Lately, however, percolating up from the cauldron of the alternative press have come questions as to whether Rubio and Jindal meet the Constitution’s requirement that presidents of the United States be “natural born citizens.” Naturally, the mainstream of the conservative press have written in defense of the men’s eligibility.”
Bret Baier of Fox News, for example, reports having received e-mails from many concerned about the status of Rubio and Jindal. In a blog, Baier writes:
The Constitution requires that the president be a “natural born citizen,” but does not define the term. That job is left to federal law, in 8 U.S. Code, Section 1401. All the law requires is that the mother be an American citizen who has lived in the U.S. for five years or more, at least two of those years after the age of 14. If the mother fits those criteria, the child is a U.S. citizen at birth, regardless of the father’s nationality.
Baier, then, believes that Congress can establish through the passage of law the constitutional definition of “natural born citizen.”
Human Events blares in a headline that “Marco Rubio is a Natural Born Citizen” then goes on to explain that “anyone who is a citizen by nature of his birth is a ‘natural born citizen.’”

Collection entries
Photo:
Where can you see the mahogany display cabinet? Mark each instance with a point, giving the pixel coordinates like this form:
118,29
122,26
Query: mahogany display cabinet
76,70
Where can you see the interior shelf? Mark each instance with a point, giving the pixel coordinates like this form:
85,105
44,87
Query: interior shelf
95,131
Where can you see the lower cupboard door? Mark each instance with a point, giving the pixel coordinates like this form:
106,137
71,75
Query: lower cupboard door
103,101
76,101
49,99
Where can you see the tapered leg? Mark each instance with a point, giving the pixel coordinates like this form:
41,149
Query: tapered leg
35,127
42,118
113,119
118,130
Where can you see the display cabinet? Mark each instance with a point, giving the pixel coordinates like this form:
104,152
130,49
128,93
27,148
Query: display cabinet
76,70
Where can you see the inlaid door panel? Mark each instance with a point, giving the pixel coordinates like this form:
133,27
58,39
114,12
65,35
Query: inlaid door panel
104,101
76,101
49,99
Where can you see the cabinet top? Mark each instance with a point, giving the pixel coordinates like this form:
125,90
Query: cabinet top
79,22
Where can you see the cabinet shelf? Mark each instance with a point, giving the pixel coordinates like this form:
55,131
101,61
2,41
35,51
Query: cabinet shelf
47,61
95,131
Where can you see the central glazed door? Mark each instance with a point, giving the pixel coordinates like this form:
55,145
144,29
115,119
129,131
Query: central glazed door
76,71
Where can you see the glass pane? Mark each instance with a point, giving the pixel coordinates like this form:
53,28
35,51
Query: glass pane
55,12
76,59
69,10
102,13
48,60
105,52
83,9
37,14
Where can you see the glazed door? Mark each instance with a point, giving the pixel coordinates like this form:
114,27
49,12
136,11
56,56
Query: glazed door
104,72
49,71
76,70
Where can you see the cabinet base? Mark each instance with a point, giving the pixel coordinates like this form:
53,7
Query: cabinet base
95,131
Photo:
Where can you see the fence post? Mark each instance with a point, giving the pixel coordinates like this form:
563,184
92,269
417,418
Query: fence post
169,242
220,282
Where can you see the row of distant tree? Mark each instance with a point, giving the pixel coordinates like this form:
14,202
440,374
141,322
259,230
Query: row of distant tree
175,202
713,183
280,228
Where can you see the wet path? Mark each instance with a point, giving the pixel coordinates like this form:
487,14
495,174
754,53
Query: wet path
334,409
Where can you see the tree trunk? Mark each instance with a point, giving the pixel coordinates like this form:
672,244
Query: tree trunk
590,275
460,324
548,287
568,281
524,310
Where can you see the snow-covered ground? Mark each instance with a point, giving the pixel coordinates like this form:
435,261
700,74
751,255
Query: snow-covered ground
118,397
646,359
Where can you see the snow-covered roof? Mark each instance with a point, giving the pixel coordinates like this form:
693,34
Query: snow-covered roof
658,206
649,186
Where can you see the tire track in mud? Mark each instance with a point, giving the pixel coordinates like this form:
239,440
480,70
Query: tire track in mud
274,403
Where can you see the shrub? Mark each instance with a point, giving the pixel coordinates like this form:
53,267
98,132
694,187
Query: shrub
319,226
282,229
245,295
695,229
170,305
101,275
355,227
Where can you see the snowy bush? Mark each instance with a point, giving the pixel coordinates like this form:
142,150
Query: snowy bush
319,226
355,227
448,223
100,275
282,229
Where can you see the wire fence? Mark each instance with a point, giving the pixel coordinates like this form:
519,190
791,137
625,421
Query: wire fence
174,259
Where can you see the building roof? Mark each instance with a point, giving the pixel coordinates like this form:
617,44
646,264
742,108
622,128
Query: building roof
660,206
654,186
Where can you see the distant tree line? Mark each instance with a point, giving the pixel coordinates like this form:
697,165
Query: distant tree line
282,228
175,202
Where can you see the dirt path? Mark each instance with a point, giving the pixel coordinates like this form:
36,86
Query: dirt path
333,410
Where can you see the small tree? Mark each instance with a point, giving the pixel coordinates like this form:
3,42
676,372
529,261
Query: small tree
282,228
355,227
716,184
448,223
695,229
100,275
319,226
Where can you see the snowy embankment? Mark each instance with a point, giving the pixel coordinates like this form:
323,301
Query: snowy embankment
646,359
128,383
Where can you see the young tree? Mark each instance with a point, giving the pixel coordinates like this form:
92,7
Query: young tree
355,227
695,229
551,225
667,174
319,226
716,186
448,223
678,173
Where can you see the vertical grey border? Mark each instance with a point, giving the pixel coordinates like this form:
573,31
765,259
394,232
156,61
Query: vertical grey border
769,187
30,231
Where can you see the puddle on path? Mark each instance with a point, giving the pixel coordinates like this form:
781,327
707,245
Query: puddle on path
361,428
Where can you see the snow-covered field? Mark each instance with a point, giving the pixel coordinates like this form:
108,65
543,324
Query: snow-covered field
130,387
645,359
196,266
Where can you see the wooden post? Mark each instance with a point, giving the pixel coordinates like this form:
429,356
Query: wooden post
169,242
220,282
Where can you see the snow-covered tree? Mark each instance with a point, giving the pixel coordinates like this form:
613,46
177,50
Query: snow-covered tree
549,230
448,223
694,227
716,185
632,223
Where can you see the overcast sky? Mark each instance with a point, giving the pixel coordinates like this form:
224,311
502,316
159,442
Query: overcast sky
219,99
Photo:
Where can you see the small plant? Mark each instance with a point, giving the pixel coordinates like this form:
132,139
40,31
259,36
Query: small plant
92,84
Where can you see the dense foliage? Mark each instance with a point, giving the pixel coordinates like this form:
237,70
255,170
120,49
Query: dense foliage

### Requirements
Name every person mentioned in the passage on presidential eligibility. The listing comes from a separate source and has no connection to the passage.

### Correct answer
Marco Rubio, Jindal, Bret Baier